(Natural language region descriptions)
╔══

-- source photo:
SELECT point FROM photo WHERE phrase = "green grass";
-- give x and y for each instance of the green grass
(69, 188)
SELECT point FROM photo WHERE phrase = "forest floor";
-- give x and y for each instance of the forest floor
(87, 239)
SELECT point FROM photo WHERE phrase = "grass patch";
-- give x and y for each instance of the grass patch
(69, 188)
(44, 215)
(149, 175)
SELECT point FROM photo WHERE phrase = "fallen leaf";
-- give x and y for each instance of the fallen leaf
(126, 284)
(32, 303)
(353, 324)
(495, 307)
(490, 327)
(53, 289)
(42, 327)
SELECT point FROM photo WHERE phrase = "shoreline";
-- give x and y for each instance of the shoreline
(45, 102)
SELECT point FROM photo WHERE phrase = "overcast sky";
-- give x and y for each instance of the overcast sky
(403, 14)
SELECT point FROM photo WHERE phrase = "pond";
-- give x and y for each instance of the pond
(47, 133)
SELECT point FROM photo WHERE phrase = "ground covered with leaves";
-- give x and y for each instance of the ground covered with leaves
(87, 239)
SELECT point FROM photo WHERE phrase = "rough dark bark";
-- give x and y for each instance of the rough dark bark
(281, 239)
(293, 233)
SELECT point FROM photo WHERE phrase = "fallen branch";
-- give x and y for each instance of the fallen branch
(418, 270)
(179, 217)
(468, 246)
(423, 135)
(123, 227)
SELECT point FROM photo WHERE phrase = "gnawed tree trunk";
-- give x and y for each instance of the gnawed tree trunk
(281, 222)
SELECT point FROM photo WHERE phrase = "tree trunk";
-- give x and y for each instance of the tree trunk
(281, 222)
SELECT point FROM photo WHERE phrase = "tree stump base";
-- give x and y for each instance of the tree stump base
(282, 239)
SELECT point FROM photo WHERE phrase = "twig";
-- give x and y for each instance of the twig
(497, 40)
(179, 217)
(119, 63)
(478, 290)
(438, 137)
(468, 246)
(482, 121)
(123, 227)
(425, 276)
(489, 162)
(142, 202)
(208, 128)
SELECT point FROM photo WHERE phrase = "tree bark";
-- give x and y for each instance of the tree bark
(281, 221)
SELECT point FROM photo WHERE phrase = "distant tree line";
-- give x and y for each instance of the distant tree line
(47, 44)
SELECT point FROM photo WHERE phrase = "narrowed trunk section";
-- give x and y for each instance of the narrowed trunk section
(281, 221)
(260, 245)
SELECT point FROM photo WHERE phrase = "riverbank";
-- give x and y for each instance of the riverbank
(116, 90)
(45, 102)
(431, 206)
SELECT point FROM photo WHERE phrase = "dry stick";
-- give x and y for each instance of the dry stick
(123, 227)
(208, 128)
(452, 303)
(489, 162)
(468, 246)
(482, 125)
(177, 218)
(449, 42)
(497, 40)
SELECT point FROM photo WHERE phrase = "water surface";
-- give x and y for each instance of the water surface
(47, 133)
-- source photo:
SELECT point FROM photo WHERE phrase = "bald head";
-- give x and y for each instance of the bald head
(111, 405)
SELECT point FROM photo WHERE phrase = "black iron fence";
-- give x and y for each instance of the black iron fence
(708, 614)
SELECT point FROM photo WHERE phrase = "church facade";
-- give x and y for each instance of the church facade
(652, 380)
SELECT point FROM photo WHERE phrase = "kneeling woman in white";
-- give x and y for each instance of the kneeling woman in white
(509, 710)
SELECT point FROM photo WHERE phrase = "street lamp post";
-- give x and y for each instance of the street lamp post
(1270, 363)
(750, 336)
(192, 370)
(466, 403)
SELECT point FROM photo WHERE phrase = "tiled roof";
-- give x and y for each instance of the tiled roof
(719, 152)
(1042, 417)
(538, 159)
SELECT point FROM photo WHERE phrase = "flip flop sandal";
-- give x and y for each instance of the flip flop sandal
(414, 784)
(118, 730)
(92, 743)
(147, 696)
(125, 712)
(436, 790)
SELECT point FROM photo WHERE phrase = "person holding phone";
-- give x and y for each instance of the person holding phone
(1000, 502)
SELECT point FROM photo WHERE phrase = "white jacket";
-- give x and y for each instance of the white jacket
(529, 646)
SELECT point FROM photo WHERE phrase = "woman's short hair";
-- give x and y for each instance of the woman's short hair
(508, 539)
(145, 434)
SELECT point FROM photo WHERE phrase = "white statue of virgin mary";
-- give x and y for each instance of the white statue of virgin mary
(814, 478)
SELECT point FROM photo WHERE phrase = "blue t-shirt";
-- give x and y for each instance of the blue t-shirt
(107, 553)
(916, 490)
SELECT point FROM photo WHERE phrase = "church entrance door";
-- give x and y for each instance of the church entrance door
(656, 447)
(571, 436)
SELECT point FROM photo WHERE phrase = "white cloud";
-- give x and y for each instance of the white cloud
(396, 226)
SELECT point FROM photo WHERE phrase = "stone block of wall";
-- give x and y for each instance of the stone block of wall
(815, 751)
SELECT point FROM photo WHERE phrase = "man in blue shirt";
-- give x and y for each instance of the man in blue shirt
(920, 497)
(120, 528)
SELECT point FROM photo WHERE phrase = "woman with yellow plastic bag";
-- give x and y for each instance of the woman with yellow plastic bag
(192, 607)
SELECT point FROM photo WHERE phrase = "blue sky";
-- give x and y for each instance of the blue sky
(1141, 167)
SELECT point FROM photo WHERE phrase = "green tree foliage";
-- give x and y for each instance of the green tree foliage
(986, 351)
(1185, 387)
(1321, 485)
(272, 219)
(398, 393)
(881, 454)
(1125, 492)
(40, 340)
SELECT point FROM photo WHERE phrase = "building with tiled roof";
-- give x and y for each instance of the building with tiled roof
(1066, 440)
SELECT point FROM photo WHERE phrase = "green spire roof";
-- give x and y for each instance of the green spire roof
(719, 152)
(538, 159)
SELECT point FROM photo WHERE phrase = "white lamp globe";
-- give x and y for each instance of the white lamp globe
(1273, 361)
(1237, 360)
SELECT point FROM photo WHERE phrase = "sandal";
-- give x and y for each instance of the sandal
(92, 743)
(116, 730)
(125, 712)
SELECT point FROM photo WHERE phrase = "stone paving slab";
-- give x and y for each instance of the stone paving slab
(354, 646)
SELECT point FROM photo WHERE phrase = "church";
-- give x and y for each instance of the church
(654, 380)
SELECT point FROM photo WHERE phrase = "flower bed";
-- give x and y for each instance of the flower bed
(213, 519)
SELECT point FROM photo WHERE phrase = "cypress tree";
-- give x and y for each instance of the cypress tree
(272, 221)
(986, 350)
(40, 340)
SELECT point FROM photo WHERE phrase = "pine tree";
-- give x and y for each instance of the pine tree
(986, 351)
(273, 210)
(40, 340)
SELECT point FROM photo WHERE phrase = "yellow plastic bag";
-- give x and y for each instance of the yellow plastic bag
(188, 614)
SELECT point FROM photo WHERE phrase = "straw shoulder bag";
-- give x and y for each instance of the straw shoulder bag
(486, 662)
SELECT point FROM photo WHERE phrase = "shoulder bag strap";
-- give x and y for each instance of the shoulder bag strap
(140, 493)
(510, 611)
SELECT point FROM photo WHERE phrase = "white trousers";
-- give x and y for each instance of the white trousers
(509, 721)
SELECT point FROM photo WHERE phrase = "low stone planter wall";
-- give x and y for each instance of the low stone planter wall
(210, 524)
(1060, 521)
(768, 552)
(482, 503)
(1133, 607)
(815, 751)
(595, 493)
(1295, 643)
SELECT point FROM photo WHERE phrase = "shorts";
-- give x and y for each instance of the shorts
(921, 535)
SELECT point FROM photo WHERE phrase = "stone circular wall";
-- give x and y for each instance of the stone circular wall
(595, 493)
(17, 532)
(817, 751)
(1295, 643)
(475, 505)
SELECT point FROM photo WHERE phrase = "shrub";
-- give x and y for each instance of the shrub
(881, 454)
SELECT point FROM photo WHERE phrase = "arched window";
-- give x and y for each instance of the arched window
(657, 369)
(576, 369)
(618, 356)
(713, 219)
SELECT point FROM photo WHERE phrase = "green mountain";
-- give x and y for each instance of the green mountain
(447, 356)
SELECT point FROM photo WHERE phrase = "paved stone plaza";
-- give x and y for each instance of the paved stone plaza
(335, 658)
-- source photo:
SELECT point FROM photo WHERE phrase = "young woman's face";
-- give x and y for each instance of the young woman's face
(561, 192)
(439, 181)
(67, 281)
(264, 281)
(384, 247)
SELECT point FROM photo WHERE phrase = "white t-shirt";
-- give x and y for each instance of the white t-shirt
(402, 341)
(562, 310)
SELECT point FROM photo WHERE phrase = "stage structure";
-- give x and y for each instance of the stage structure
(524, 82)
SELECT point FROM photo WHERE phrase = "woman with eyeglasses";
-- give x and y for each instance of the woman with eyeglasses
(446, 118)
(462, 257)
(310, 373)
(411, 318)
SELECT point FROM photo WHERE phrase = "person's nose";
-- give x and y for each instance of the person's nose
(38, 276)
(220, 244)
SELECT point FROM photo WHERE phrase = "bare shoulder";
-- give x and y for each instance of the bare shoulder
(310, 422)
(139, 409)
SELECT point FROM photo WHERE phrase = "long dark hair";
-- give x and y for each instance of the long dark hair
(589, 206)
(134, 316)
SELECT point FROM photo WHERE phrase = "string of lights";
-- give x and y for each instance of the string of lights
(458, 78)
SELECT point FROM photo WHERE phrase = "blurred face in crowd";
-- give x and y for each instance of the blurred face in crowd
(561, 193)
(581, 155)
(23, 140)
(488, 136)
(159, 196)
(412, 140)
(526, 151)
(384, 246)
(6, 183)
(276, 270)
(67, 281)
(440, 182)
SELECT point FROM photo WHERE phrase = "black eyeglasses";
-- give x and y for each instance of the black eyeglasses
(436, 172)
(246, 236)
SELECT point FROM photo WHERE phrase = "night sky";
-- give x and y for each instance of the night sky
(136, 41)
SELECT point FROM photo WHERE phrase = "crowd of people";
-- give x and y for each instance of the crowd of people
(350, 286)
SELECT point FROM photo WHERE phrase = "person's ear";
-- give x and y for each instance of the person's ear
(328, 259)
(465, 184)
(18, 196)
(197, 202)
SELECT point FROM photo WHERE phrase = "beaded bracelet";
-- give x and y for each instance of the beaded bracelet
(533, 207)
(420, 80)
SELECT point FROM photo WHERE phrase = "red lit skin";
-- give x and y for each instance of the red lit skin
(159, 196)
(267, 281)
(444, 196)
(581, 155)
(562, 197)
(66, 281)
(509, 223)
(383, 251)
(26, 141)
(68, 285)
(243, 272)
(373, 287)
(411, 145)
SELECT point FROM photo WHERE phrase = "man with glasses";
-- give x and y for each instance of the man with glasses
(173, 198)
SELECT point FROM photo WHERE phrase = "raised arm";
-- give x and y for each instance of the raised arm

╚══

▶ **TASK PROMPT**
Say how many lines in the records hold the word "raised", giving the number by itself.

▶ **EXERCISE RESULT**
2